• _TAREFA PROPOSTA 1_
Quais pessoas são citadas pelo nome no texto sobre o debate presidencial? Liste todas.

• _TRECHO DO TEXTO_
O segundo debate público entre candidatos à Presidência da República
pela televisão, ocorrido na noite de segunda-feira (1/9), consolida a
percepção de analistas da imprensa de que o ex-governador Aécio Neves
tem remotas chances de vir a disputar um eventual segundo turno. Mais do
que as conjecturas de especialistas que destrincham os detalhes das
duas mais recentes pesquisas de intenção de voto, pesa contra o
candidato do PSDB uma declaração do coordenador de sua própria campanha,
José Agripino Maia (DEM-RN), de que a coligação vai apoiar a
ex-ministra Marina Silva (PSB) na disputa direta com a presidente Dilma
Rousseff.
Os jornais de terça-feira (2/9) ressaltam a nova polarização da
disputa, agora entre Dilma e Marina, e o fato de que Aécio Neves
permaneceu quase todo o tempo do debate em segundo plano, disparando
críticas contra a presidente e evitando confrontar diretamente a
candidata do PSB.
O momento delineado pelo encontro dos presidenciáveis no estúdio do
SBT, em São Paulo, é o da consolidação de Marina Silva no primeiro plano
do jogo eleitoral, mas a dinâmica dos acontecimentos e a própria
natureza da aliança que a suporta tendem a oferecer grandes surpresas.
Marina Silva começa a enfrentar os efeitos da contradição que
personifica, na qualidade de candidata que se propõe a reformar os
costumes políticos mas cujo sucesso depende de certa flexibilidade, para
não dizer jogo de cintura, para conservar apoios tanto entre religiosos
radicais quanto entre militantes de causas com alto potencial de
controvérsia.

Registros de anotação de coordenadas:
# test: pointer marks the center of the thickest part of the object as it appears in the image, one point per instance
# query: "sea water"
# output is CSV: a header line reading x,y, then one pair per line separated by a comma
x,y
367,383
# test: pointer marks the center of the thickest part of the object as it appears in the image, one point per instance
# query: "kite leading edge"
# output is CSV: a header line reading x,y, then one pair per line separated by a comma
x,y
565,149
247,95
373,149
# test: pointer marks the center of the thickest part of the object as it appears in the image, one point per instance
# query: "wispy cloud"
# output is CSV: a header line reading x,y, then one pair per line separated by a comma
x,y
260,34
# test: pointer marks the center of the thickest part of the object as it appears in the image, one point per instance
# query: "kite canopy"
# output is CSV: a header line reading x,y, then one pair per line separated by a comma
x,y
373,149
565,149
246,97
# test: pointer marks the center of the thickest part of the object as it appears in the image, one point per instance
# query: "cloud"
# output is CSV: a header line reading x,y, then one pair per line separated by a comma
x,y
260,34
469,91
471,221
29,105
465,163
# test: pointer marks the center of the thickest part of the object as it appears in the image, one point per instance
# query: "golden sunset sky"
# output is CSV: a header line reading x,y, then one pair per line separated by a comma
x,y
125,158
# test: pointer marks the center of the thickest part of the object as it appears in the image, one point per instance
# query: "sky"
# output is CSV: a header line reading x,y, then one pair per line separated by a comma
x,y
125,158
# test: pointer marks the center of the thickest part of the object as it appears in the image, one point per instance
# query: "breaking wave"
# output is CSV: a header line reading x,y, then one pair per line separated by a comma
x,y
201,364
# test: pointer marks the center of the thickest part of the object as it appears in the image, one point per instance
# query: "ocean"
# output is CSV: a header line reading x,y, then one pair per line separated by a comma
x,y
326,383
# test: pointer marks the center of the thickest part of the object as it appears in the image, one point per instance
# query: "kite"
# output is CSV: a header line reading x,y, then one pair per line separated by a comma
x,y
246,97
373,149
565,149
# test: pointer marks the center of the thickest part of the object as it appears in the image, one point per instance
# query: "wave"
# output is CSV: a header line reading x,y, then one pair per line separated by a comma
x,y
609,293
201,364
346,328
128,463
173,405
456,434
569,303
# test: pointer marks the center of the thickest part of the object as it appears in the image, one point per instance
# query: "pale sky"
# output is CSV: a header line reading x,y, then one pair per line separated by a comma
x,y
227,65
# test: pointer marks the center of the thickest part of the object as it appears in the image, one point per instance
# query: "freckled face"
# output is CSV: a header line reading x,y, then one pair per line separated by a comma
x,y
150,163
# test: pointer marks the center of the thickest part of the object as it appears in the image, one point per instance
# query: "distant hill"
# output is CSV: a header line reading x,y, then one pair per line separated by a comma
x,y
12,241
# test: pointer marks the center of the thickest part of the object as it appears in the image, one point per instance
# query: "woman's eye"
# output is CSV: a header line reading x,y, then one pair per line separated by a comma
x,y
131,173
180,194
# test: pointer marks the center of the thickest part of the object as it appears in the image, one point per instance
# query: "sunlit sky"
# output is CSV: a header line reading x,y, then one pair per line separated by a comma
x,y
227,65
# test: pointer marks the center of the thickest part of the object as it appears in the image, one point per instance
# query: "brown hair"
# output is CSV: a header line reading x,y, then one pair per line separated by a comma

• _TAREFA PROPOSTA 2_
Devolva cada linha da listagem acima que contém a palavra "kite", diferenciando maiúsculas de minúsculas.

• _RESPOSTA 1_
Aécio Neves, José Agripino Maia, Marina Silva e Dilma Rousseff.

• _RESPOSTA 2_
# query: "kite leading edge"
# query: "kite canopy"
# query: "kite"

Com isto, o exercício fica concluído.